[Consigne] Reprenez le passage sur l'inauguration du canal de Suez après sa dernière phrase et rédigez-en la suite.

[Passage fourni]
· · · · · · ·
L’inauguration du canal de Suez
Nous savions que le voyage s’était poursuivi en
Palestine et en Egypte, mais nous n’avions aucun écrit qui en ait gardé la
trace. Jusqu’à ce que, grâce à un échange avec un internaute, nous ayons trouvé
un écho tout à fait passionnant sur la poursuite du périple au Caire, sur le canal
de Suez et jusqu’en Haute-Égypte, à Assouan. Cet internaute voulait des
informations sur Marcel de Brayer et ses compagnons de voyage, en novembre et
décembre 1869 en Egypte. Internet l’a conduit au livre que j’ai édité en juin
2013 : Découverte d’un poète vendéen, Marcel de Brayer, et sur ce site. En échange j’ai découvert un livre
écrit par un participant au même voyage que nos gouledoisiens d’adoption :
Journal de voyage en Egypte, inauguration
du canal de Suez, par Roberto Morra di Lavriano (2).
Ce dernier les a rencontrés, sans l’ami Jacquemet
apparemment, parmi les invités, semble-t-il, d’Ismaïl Pacha, vice-roi d’Égypte
pour l’inauguration du canal de Suez. Morra di Lavriano était un aristocrate et
militaire italien, qui venait d’entrer dans le corps diplomatique. Après
l’unité de son pays, le comte Morra di Lavriano deviendra homme politique et
terminera sa vie comme ambassadeur. Il avait été invité personnellement par le
Khédive (autre titre du vice-roi). On ne sait pas pourquoi, de même pour Marcel
de Brayer et ses deux compagnons de voyage.
· · · · · · ·
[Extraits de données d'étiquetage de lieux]
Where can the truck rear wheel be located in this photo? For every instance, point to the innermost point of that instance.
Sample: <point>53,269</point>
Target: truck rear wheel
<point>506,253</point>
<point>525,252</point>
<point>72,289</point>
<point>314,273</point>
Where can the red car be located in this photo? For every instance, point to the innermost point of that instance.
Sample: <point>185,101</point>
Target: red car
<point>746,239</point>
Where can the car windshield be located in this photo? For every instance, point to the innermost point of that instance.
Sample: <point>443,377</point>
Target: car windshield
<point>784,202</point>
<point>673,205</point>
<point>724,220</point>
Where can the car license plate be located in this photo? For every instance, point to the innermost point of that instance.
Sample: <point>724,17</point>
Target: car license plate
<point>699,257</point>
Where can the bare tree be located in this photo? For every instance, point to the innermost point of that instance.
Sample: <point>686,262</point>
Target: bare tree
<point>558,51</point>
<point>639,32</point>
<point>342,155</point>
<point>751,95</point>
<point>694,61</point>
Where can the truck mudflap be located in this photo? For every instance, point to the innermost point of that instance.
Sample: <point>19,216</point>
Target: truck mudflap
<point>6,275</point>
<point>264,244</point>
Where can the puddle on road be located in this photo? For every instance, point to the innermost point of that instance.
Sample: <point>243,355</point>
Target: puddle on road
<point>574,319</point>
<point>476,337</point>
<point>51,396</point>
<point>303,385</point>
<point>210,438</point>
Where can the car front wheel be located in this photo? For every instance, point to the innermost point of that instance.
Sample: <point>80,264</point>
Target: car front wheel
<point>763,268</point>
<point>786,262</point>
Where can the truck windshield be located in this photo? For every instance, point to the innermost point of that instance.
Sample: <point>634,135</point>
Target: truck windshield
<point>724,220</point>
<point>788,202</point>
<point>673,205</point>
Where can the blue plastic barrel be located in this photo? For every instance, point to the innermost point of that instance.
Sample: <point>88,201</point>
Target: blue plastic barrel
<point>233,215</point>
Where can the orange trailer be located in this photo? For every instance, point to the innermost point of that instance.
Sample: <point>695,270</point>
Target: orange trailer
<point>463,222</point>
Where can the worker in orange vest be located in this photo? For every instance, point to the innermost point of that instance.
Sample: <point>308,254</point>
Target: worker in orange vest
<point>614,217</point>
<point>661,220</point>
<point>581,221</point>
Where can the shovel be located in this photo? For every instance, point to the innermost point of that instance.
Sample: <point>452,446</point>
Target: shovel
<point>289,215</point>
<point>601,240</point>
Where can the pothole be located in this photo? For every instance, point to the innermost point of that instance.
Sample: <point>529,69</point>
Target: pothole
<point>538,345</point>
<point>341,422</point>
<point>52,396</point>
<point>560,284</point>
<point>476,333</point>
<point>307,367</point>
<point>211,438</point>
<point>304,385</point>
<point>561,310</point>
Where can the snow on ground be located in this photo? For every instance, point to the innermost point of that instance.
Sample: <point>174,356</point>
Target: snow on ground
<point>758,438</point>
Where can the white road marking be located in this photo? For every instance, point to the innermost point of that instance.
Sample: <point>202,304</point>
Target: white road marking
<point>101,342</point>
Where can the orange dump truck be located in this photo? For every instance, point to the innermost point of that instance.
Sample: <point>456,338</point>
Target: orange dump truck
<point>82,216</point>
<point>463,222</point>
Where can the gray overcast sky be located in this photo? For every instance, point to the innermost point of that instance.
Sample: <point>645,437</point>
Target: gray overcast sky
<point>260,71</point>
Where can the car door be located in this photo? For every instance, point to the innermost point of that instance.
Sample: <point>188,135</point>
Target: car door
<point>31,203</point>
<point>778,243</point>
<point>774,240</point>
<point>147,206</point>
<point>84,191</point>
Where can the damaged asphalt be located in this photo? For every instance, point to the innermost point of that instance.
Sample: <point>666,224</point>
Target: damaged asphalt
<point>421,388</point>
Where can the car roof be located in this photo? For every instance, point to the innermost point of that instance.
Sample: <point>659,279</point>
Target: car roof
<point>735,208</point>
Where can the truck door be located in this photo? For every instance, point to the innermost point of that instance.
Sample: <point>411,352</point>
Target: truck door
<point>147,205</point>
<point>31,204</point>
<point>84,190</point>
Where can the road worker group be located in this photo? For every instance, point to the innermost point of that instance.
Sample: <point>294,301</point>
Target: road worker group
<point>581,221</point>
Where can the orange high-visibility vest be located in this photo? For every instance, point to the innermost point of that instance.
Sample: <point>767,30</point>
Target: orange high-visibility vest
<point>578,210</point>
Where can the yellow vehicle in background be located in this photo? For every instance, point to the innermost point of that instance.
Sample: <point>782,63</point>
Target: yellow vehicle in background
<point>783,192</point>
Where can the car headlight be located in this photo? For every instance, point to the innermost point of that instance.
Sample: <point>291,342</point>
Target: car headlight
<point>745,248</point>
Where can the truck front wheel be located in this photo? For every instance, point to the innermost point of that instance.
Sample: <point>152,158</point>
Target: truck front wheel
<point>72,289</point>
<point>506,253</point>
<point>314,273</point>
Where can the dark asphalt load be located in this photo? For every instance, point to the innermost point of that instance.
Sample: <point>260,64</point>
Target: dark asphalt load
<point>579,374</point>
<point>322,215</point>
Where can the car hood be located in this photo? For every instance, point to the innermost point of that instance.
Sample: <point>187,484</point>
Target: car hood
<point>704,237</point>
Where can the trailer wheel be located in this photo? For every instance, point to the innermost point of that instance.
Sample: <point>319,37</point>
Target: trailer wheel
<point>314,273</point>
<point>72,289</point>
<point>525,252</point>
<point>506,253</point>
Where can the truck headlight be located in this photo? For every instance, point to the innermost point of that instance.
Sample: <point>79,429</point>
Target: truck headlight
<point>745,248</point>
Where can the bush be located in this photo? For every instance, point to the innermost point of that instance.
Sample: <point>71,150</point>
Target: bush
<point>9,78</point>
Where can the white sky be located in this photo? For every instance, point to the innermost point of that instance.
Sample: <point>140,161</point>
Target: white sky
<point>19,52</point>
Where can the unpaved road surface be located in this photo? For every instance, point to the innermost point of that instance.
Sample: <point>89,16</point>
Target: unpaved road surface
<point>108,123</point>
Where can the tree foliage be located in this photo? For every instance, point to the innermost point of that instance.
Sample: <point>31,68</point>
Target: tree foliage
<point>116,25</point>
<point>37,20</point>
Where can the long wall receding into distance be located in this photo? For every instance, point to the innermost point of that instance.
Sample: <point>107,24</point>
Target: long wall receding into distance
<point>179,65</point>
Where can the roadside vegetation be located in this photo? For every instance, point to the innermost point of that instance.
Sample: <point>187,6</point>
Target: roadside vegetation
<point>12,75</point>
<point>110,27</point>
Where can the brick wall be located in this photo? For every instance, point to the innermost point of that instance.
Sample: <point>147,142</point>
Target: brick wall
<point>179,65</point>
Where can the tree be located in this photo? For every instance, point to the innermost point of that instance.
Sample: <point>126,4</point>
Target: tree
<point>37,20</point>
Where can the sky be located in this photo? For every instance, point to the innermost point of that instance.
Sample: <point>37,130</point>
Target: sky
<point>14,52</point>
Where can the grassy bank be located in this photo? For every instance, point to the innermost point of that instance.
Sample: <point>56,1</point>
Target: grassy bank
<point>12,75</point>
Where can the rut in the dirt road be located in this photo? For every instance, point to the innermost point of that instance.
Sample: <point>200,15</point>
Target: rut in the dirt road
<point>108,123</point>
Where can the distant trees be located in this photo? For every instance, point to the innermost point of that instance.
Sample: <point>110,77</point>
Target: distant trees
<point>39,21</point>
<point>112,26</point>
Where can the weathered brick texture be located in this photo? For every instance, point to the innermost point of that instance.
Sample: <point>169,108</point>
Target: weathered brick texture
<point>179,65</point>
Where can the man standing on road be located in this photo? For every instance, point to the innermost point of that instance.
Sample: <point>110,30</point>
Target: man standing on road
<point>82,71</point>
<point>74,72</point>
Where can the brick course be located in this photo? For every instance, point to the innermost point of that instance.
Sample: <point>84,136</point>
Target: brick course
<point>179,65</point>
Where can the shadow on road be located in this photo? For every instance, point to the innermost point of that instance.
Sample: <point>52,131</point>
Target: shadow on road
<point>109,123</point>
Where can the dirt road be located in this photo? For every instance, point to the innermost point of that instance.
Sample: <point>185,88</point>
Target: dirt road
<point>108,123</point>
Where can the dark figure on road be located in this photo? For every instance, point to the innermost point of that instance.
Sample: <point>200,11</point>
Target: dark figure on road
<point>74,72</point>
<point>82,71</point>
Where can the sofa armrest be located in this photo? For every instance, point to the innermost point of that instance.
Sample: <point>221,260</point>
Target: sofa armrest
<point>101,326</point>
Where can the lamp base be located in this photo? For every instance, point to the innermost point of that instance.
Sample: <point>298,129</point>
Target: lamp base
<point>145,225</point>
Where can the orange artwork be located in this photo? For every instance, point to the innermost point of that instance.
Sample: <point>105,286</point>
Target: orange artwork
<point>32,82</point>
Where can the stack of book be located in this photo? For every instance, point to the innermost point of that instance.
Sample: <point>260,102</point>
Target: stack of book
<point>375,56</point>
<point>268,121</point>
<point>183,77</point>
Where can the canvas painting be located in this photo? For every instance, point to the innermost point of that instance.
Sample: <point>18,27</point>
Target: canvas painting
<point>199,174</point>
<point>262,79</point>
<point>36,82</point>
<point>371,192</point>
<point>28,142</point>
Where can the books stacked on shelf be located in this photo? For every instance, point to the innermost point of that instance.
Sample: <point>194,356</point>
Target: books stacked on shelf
· · · · · · ·
[Réponse]
On a repéré que le jeune vicomte de Brayer rencontre
régulièrement des personnalités dans les pays auparavant visités. Ainsi est-il
reçu à dîner par le consul de France le soir de son arrivée à Corfou. Dans son
journal il note brièvement, de manière énigmatique pour nous : « Le consul
français dit quelques paroles qui ne nous conviennent pas. Jacquemet se charge
de lui apprendre qui nous sommes ».
Une affaire d’opinion politique peut-être. Puis il rencontre le consul général
de Turquie qui les invite à prendre le thé. Quelques jours après, le 15
septembre, on lit : « à cause du
départ reporté, visite chez le ministre grec dans sa maison. Victor fait des
croquis du jardin et de sa femme. Le soir, dîné avec le consul d’Angleterre et
celui de France ». À Damas ils sont conviés à passer la soirée chez
le consul de France. Pour l’inauguration du canal de Suez, il est vrai qu’Ismaïl Pacha avait invité beaucoup de
monde, entre 1 500 et 3 500 personnages selon les sources, des plus prestigieux
(l'impératrice Eugénie, François Joseph etc…) au plus humble d'entre eux (3).
Riou : Tribune des
souverains à
Port-Saïd pour l’inauguration
(compagnie de Suez)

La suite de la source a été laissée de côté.